Retype, exactly as they appear below, the lines between the line holding "<point>325,710</point>" and the line holding "<point>1104,5</point>", both ends included.

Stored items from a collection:
- Opening Delimiter -
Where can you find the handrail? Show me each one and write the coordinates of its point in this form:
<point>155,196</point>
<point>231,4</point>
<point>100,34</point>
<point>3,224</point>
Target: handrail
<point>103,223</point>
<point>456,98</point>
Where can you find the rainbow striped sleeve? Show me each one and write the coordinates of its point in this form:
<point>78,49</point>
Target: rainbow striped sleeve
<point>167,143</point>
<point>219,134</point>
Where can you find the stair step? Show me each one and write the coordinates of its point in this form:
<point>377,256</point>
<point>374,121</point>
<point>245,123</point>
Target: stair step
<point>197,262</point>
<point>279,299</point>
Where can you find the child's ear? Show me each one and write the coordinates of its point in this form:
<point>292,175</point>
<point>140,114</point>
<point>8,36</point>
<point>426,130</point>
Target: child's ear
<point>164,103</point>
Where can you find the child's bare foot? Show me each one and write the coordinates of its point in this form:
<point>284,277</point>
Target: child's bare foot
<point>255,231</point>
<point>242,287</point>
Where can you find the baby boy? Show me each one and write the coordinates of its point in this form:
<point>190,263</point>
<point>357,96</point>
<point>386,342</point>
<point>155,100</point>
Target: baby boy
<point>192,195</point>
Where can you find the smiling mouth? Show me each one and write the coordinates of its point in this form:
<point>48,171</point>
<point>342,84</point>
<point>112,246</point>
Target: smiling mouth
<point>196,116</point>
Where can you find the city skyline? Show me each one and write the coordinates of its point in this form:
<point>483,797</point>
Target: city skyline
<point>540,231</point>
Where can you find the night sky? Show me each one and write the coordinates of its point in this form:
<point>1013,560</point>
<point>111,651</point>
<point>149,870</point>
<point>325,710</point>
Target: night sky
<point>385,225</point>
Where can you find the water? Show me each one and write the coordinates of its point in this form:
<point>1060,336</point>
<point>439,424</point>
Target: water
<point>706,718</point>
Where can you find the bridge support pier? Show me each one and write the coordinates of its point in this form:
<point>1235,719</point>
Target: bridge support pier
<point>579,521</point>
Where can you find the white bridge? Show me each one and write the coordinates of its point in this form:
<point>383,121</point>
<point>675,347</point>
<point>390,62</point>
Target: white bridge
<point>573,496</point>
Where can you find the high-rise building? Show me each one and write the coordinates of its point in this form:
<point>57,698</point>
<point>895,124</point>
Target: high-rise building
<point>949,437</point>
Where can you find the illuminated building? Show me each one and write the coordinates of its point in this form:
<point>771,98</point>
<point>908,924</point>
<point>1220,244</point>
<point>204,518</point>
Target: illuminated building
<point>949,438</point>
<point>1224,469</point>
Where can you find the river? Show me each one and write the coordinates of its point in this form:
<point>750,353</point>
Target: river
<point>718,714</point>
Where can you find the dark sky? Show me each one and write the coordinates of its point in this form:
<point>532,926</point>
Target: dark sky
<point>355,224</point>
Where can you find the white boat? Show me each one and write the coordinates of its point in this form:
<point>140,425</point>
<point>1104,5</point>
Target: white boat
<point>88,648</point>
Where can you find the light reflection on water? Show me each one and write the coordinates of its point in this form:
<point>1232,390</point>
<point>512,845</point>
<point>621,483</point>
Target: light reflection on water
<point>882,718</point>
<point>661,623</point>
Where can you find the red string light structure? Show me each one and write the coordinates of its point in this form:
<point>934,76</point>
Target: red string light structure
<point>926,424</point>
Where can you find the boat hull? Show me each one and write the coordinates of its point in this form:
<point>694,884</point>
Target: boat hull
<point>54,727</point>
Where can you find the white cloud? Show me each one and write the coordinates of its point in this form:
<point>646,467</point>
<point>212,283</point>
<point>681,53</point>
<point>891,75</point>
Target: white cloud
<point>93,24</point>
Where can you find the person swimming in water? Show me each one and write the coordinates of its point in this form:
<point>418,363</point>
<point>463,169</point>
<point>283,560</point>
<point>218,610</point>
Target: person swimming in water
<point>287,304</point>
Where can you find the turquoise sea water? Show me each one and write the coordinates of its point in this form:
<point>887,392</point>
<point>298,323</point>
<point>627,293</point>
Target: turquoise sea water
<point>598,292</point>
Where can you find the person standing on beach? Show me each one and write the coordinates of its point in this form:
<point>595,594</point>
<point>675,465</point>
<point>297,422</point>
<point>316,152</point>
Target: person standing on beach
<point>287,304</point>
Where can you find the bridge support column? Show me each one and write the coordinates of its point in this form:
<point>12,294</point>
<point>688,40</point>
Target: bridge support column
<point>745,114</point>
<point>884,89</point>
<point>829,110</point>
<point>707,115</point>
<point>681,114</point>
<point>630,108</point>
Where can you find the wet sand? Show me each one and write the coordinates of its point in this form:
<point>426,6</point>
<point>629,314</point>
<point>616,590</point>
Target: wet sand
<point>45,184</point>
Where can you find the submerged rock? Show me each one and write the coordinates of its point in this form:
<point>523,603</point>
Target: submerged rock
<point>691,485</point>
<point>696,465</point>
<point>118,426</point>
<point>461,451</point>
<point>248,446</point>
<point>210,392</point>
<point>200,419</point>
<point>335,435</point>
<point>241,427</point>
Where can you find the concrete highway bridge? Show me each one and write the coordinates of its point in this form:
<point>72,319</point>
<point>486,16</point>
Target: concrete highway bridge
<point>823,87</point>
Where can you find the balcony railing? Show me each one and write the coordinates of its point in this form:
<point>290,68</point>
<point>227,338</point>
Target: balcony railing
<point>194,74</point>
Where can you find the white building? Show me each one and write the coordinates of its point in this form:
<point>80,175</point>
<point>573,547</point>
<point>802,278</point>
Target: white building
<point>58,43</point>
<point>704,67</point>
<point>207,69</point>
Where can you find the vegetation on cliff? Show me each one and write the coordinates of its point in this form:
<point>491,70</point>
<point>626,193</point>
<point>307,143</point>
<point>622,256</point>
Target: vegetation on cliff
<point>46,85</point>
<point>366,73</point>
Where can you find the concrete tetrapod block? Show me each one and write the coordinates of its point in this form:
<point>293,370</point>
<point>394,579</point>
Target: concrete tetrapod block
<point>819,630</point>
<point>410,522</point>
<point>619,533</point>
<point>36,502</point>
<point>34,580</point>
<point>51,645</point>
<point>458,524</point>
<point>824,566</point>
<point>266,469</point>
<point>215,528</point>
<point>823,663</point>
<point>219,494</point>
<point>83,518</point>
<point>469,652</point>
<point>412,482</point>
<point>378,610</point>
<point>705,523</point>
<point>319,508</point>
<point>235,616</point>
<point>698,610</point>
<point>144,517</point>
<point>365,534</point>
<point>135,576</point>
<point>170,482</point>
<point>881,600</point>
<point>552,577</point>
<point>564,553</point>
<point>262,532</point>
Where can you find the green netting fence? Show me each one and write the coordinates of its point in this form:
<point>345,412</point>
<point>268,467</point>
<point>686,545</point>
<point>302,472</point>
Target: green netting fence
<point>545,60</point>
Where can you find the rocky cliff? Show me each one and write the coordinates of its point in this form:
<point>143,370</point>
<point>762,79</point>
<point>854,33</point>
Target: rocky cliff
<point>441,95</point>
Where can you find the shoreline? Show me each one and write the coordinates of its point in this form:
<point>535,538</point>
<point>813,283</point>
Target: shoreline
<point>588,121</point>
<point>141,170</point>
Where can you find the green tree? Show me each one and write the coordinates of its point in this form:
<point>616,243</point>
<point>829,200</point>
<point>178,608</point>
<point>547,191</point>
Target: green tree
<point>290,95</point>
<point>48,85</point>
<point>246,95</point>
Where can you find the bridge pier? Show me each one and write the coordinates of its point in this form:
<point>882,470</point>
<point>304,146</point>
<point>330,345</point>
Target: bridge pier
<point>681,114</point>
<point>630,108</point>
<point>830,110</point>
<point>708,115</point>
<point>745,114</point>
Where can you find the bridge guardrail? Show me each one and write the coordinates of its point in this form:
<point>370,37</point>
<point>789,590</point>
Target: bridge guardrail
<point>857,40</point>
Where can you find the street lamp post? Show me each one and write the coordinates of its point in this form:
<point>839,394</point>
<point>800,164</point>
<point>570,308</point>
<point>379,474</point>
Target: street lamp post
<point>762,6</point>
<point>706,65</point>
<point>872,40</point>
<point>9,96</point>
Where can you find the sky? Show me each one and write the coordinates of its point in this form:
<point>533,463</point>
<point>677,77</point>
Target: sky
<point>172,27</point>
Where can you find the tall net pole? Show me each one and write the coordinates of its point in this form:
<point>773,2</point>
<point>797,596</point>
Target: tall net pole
- Closing Delimiter -
Task output:
<point>325,710</point>
Target: night sky
<point>385,225</point>
Where can you find the water? Show me each one and write the coordinates of its point in this form:
<point>1060,336</point>
<point>439,424</point>
Target: water
<point>706,718</point>
Where can you find the bridge support pier? Show me each one and write the coordinates of its point in this form:
<point>1235,719</point>
Target: bridge support pier
<point>579,521</point>
Where can you find the white bridge? Show me each one and write the coordinates of its point in this form:
<point>383,121</point>
<point>675,347</point>
<point>390,62</point>
Target: white bridge
<point>573,496</point>
Where can you find the high-rise building? Show me each one and write the coordinates of its point in this form:
<point>57,698</point>
<point>895,124</point>
Target: high-rise building
<point>949,437</point>
Where can you find the illuminated building? Show me each one and write the coordinates of its point in this form:
<point>771,98</point>
<point>908,924</point>
<point>1220,244</point>
<point>204,518</point>
Target: illuminated building
<point>949,438</point>
<point>1224,469</point>
Where can you find the river? Show me each one and write the coordinates of its point in this form:
<point>750,353</point>
Target: river
<point>718,714</point>
Where can you find the dark sky? Show me each one and write the coordinates of its point in this form:
<point>532,926</point>
Target: dark sky
<point>355,224</point>
Where can you find the white boat? Show me each one and write the coordinates of its point in this form:
<point>140,425</point>
<point>1104,5</point>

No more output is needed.